Advances in computing and connectivity are transforming industries from consumer electronics to aerospace and defense.
At the recent CEO panel, Ed Sperling used the term “Design for Context” as one of the key trends, identifying what others have referred to as “domain specific” or “workload specific.” The term struck a chord with me, as I see it in many customer meetings across various industry verticals in the context of a specific industry driving requirements for tools and IP. Undoubtedly, semiconductor design is undergoing a renaissance phase, leading to some industry pundits referring to us as being in the “roaring twenties.” Across most industries, the transformation to a digital world is visible to us almost everywhere we look. And in this context, most aspects are referred to in “hyperlatives,” with system companies becoming “hyperscalers” in a “hyperconnected” world.
Today, product managers can interact with audiences more directly, immediately. My team and I did so in several ways over the last year, with customer surveys and LinkedIn polls like the one below.
These immediate results closely matched an international set of consumer panels we used in our study with Northstar, “Hyperconnectivity and You, a Roadmap for the Consumer Experience.” More than 3000 consumers from the U.S., Germany, U.K., China, and Israel saw mobile, health, consumer, industrial, and military activities most impacted in this study.
Established sectors, like the aerospace/defense domain, talk about the need for digital transformation. They realize the need to modernize development processes that seem outdated compared to already state-of-the-art techniques in consumer electronics, where missing key events like Christmas or a consumer electronics show can mean the difference between the life and death of companies. I also often hear about the industrial internet of things (IIoT) that transforms and optimizes how the industrial domain develops, manufactures, and maintains our day-to-day consumer goods.
We experience the health industry’s digital transformation daily when checking our latest cholesterol levels on our apps, interacting digitally with our doctors, and getting notifications of potential infectious exposures. Behind the scenes, medical staff simulates processes and the impact of surgeries using digital representations of hospitals and factual medical information of us, the consumers.

Work instruction =
Pick up the passage on digital transformation across industries after its final sentence and continue writing it.

Extracted records =
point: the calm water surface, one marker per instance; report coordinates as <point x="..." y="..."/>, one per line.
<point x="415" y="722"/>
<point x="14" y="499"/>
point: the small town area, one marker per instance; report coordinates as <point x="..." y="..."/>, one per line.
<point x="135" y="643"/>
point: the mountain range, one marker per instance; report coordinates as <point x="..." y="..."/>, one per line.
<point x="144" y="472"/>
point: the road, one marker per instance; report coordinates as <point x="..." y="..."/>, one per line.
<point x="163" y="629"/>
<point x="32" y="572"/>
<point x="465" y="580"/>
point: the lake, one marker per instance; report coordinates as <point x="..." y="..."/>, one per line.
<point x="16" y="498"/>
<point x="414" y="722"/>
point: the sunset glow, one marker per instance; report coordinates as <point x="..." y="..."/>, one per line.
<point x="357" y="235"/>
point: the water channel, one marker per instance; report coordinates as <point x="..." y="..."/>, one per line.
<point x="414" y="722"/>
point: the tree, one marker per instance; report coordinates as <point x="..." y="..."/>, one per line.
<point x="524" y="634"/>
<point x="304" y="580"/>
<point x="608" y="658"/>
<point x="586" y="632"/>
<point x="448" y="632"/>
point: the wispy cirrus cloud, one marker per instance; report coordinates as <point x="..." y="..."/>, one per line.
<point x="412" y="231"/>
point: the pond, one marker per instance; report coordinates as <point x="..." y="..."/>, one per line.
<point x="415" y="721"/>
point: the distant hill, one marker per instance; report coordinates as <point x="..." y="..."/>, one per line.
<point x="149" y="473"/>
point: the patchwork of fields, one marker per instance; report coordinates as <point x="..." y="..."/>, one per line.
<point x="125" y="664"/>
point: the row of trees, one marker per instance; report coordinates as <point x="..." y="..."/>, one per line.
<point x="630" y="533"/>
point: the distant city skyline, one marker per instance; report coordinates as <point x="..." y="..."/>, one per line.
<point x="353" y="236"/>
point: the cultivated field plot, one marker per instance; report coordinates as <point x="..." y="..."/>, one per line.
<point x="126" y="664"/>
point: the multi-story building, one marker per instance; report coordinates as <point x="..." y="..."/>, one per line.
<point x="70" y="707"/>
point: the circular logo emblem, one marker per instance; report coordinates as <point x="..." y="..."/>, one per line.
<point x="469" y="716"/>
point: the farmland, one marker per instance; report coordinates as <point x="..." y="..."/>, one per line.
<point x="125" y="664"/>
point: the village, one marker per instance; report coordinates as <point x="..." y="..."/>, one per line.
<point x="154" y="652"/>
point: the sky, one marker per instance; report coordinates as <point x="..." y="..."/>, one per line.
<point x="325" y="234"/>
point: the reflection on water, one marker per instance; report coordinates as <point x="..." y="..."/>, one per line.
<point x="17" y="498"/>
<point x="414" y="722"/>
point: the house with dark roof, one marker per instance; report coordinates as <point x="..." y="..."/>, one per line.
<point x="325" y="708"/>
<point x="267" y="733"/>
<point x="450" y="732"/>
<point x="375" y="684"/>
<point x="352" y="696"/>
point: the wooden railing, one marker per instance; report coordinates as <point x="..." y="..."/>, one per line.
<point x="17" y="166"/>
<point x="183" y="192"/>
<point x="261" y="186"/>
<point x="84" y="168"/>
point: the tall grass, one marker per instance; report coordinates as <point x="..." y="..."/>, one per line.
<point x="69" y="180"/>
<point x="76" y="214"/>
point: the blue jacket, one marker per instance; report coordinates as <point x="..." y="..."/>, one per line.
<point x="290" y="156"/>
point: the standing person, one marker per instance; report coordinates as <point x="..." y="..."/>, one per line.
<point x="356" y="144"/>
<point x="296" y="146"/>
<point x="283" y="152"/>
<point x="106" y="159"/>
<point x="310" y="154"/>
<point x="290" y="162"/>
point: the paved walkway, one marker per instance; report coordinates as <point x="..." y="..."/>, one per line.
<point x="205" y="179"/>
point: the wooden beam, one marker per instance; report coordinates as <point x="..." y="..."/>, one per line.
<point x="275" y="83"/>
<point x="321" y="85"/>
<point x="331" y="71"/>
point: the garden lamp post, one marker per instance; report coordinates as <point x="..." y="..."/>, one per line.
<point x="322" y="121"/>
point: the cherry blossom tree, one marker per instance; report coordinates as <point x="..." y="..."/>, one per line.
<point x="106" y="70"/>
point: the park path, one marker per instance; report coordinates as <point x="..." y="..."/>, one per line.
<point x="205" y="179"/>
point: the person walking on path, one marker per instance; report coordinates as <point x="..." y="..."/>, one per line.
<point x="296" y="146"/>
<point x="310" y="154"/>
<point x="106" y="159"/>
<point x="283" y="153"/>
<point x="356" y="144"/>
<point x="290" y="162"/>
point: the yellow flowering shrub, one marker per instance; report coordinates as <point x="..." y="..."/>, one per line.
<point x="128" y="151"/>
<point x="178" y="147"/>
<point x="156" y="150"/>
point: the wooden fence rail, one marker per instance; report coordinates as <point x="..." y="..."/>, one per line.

Result of this task =
The automotive industry is undergoing a substantial transformation from a world primarily dominated by mechanical engineering to a digital world that seemingly shortens development cycles and makes our cars safer and more convenient. New car buyers have come to expect a user experience in which our vehicle knows better than us when to visit the dealership for maintenance.
The mobile industry keeps delivering mind-boggling advances to Millenials and Baby Boomers but is considered normal for Gen Z and the upcoming Gen Alpha. Having to bag our mobile devices during events to prevent digital copies of protected intellectual property of actors, comedians, and musicians from being smuggled out of venues quickly exposes our dependency on or even addiction to them.
Some other polls we recently held give further insight into what we sometimes refer to as “horizontals” that span specific industry “verticals.” These are technologies like AI/ML, 5G/6G, security, safety, and digital twinning:
Augmented reality (AR) and virtual reality (VR) transform the consumer industry. We gamify our day-to-day lives with step counting to compete amongst friends and families. We take games on the road into augmented realities, like how some of my family experienced Paris a couple of years back more through Pokémon Go than the real world. And we now discuss the emergence of even more deeply virtualized digital experiences like the Metaverse. Using digital representations of supply chains, we now have a real shot at limiting or even eliminating food waste.
Advances in computing and connectivity are the key enablers of the transformations above. Their associated industry sectors are less obviously visible to consumers like you and me. The computing industry has already had at least four distinct waves from mainframes through computers in every home, the internet connecting them, followed by the most recent decade of mobile computing and the cloud.
The networking/comms industry simultaneously talks about 6G while currently rolling out its fifth-generation network. It has evolved from the first generation of voice-centered brick phones that only business people like Gordon Gecko would use, through 2G networks opening up to voice-only consumer devices. 2G also enabled texting on non-QWERTY keyboards, which is just as foreign to Gen Z as turntables and mix-tapes. 3G was business-centric again, with Blackberry transforming email, and 4G and 4G/LTE brought the mobile internet to consumers. Today, 5G is addressing a blend of consumer and business requirements. Experts expect its evolution towards 6G to unlock the communication needs for truly immersive virtual reality, for digital replicas often referred to as “digital twins,” free-viewpoint mobile TV, and high-fidelity mobile holograms.
While the hyperscaling of computing and communication, combined with advances in artificial intelligence in machine learning (AI/ML), enables a bright future for consumers, it does not come without challenges and questions regarding sustainability. Advances in electronic design automation (EDA), computational software, and semiconductor technology were critical to keeping the growth of energy consumption of data centers at “only” 6% from 2010 to 2018 while, in return, delivering six times more workloads, ten times more internet traffic, and twenty-five times more storage. And our polls seem to confirm that we engineers are on the hook to help with sustainability:
We live in fascinating times, and “design for context” in electronics will be at the core of life-changing transformations.